> Quoted passage:
* * * * *
The Gravitational Universe

Shane L. Larson, Research Associate Professor, Northwestern University/Adler Planetarium

Of all the known forces of Nature, gravity plays a singularly important role in the Cosmos --- it is the only force that matters on the mind-bogglingly large scale of the entire Universe.  It drives the formation of star systems, it forces stars to ignite nuclear fires in their cores, it keeps galaxies bound together, and it tells the story of the beginning of the Cosmos as well as what it's ultimate fate might be. 

Our modern understanding of gravity is called General Relativity, described by Albert Einstein in 1915. One of the first major astronomical tests of general relativity was the observation of the total solar eclipse by Eddington on 29 May 1919. Since then, we have made remarkable discoveries that build on that early, first test of gravity.
* * * * *
A block of data
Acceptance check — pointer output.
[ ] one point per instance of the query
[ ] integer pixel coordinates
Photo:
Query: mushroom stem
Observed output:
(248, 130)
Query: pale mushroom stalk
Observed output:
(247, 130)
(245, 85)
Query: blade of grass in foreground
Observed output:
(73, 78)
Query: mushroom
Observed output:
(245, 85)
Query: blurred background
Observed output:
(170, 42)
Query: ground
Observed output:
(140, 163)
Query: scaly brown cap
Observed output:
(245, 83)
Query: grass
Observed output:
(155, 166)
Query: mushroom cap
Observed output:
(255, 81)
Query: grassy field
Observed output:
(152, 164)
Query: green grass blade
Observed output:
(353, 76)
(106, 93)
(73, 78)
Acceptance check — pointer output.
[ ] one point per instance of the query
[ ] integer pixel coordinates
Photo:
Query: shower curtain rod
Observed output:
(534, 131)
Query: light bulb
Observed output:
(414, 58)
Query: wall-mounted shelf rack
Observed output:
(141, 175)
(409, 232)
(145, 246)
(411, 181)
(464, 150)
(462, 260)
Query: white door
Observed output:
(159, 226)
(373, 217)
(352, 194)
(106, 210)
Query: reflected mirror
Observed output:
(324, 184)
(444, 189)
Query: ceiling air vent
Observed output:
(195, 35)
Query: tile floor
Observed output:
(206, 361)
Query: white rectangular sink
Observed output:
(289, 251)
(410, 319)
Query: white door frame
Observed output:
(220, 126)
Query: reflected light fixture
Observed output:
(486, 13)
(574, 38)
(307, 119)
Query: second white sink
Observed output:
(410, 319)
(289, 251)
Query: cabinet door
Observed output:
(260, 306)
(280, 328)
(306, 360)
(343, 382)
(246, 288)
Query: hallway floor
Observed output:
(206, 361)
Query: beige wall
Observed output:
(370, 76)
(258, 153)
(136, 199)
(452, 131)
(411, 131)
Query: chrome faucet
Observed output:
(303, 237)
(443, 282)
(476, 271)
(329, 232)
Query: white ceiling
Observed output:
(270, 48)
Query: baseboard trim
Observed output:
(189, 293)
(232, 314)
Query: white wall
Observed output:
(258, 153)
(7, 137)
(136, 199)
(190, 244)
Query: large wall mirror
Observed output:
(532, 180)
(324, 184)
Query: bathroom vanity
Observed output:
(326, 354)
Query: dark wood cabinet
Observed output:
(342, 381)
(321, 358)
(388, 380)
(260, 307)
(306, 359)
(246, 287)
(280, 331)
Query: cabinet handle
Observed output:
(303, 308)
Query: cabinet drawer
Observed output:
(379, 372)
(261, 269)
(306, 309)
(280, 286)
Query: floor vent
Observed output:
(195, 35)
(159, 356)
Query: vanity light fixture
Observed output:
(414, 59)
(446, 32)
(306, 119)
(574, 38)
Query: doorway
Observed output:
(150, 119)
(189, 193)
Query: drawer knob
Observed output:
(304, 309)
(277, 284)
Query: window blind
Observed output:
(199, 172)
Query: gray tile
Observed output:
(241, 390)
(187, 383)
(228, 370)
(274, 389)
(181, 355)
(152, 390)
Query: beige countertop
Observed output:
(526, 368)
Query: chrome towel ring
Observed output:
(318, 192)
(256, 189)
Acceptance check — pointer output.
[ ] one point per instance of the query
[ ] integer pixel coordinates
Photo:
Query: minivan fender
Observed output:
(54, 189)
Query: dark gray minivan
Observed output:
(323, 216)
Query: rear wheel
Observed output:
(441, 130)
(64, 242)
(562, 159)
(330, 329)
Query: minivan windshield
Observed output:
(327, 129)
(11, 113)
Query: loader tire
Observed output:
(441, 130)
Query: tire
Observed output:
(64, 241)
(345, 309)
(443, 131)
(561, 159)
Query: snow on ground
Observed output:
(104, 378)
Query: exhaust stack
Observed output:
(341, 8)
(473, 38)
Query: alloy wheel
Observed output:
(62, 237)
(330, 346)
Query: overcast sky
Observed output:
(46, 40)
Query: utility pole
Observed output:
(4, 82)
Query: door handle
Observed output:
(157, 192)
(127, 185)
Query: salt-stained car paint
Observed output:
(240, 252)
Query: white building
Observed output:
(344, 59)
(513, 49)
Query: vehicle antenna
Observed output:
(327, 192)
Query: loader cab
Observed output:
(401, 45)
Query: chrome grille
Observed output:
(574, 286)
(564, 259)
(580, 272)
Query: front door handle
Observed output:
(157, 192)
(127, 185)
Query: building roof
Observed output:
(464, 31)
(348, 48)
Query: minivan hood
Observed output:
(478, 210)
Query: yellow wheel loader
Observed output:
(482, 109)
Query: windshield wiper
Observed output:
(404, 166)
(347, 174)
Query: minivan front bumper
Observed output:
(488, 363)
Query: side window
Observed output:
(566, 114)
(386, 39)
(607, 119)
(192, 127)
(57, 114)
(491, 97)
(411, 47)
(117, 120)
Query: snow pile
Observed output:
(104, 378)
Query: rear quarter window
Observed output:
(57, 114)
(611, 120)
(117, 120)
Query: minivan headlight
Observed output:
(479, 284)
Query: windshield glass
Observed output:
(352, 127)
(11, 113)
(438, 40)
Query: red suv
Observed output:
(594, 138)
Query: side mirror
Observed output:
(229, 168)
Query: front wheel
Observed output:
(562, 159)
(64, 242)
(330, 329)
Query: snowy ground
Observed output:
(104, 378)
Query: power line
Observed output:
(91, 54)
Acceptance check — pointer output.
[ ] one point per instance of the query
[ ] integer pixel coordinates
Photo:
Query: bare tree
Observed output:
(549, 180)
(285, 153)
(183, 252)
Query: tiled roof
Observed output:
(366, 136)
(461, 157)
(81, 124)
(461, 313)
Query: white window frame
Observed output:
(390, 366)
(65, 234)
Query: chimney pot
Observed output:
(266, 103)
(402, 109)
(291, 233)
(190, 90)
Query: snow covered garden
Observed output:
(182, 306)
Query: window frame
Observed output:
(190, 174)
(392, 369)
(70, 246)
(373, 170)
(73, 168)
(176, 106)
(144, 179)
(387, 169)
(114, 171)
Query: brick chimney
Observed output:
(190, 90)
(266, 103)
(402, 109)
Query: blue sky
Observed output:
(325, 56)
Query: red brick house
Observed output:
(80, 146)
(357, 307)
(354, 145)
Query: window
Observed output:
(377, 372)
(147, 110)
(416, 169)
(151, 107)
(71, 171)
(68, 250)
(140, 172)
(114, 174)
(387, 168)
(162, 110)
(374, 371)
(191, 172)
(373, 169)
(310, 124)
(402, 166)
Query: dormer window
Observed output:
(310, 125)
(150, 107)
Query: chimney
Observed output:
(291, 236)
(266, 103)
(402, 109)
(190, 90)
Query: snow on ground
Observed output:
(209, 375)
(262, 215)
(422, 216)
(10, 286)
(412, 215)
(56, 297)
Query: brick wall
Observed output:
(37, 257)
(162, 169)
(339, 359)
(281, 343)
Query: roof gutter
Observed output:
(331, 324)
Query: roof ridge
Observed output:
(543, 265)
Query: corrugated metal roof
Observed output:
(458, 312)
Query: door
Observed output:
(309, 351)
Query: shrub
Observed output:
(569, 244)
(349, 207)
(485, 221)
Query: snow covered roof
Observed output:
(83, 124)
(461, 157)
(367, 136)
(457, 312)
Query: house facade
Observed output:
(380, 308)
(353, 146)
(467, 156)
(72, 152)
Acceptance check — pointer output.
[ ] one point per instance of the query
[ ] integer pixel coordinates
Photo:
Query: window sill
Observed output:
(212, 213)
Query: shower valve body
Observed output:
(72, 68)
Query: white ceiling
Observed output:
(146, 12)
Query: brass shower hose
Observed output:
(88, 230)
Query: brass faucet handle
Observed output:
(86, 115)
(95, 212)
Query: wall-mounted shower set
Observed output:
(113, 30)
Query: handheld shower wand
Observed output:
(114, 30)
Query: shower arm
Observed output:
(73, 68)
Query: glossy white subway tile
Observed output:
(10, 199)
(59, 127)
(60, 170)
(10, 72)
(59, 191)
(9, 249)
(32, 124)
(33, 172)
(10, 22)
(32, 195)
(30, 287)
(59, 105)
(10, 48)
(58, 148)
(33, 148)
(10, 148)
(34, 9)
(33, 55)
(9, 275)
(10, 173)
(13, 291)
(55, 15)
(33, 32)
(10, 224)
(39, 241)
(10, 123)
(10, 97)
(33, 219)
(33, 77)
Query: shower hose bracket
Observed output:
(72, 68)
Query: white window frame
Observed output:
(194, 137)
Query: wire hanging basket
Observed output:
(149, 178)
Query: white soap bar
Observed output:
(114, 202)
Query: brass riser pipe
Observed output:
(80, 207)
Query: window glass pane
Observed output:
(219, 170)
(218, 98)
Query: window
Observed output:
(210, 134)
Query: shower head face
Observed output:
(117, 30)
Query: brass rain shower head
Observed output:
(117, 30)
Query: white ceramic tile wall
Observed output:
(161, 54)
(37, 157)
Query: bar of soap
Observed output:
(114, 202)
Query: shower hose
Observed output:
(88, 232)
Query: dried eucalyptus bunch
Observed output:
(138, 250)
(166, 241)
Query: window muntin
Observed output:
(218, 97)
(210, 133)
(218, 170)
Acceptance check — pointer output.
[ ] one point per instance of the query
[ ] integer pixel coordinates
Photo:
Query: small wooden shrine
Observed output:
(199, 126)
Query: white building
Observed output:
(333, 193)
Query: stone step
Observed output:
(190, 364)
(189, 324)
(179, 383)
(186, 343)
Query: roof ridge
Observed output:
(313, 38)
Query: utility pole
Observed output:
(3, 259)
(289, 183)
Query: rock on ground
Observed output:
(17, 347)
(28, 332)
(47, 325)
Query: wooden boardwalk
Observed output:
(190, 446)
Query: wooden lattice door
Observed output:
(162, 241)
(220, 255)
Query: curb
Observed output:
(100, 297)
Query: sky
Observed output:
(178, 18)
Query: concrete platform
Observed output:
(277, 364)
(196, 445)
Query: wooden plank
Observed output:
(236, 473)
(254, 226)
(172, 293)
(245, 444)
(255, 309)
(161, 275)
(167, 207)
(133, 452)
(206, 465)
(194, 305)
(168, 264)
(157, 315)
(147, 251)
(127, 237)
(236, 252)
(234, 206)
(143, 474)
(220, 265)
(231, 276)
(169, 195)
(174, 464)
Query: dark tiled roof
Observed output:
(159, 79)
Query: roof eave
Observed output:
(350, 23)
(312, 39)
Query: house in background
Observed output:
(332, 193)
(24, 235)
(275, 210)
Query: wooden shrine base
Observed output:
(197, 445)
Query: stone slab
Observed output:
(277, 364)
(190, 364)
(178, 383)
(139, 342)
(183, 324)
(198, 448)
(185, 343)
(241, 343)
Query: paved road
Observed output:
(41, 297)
* * * * *
> Exercises:
1 – Transcribe the passage about gravity from "Shane L. Larson, Research" to "fate might be.".
2 – Answer these questions using the passage about gravity:
(a) Which force does it call the only one that matters on the scale of the entire Universe?
(b) Who described General Relativity, and in what year?
(c) Who observed the total solar eclipse of 29 May 1919?

> Solution list:
1 –
Shane L. Larson, Research Associate Professor, Northwestern University/Adler Planetarium

Of all the known forces of Nature, gravity plays a singularly important role in the Cosmos --- it is the only force that matters on the mind-bogglingly large scale of the entire Universe.  It drives the formation of star systems, it forces stars to ignite nuclear fires in their cores, it keeps galaxies bound together, and it tells the story of the beginning of the Cosmos as well as what it's ultimate fate might be.

2 –
(a) Gravity
(b) Albert Einstein, in 1915
(c) Eddington